▸ SELECTED EXCERPT:
If we count the value of the life of a child produced by IVF as a benefit, it is a hugely cost-effective medical procedure.

The life of the parents

There is great philosophical debate about how to value bringing new people into existence. For example, it is much worse to kill someone than to decide not to have a child (using contraception or abstinence). Killing someone harms them but failing to bring someone into existence harms no one. Likewise, it is often said that bringing someone into existence does not directly benefit any individual.

For this reason, it can be argued that the relevant harms and benefits are those to the parents. That is, the success of IVF should not be counted in terms of the life of the child produced but in terms of the unhappiness, anxiety and other mental distress couples or individuals feel at not being able to have a child. This makes IVF much less cost-effective because the benefits are so much smaller.

Impersonal reasons

Should the life of the child count in us deciding how to fund and prioritise IVF? We think it should, but in a way that is different to counting its full value. Consider the simple case of genetic selection to avoid a genetic disease such as cystic fibrosis.

▸ LISTED RECORDS:
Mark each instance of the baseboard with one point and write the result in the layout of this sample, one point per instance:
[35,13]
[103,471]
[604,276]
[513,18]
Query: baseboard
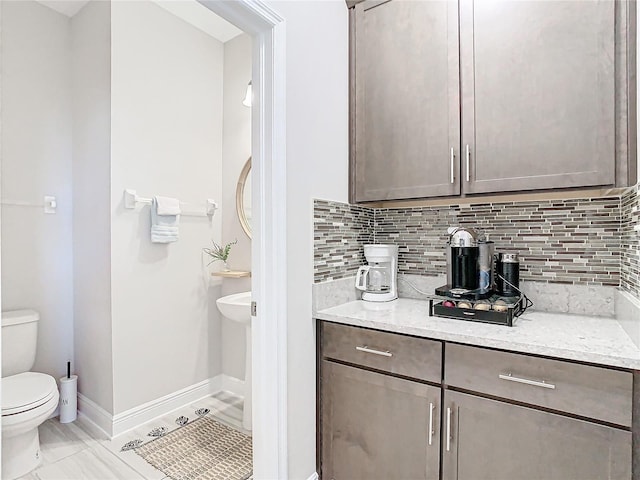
[132,418]
[114,425]
[95,414]
[232,385]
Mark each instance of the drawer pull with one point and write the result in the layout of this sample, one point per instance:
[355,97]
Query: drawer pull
[430,422]
[468,155]
[535,383]
[452,165]
[448,429]
[366,349]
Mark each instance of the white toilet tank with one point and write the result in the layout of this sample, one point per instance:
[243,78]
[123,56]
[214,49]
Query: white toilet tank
[19,339]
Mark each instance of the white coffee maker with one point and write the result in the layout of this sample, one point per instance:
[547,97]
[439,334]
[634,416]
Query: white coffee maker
[378,279]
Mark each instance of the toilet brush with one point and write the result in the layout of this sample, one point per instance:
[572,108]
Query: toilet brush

▸ EXPLORE THE MATERIAL:
**1.** Write out the stretch of the IVF text from "Should the life" through "as cystic fibrosis.".
**2.** List every sentence in the IVF text that contains the word "IVF".

▸ ANSWERS BELOW:
**1.**
Should the life of the child count in us deciding how to fund and prioritise IVF? We think it should, but in a way that is different to counting its full value. Consider the simple case of genetic selection to avoid a genetic disease such as cystic fibrosis.

**2.**
- If we count the value of the life of a child produced by IVF as a benefit, it is a hugely cost-effective medical procedure.
- That is, the success of IVF should not be counted in terms of the life of the child produced but in terms of the unhappiness, anxiety and other mental distress couples or individuals feel at not being able to have a child.
- This makes IVF much less cost-effective because the benefits are so much smaller.
- Should the life of the child count in us deciding how to fund and prioritise IVF?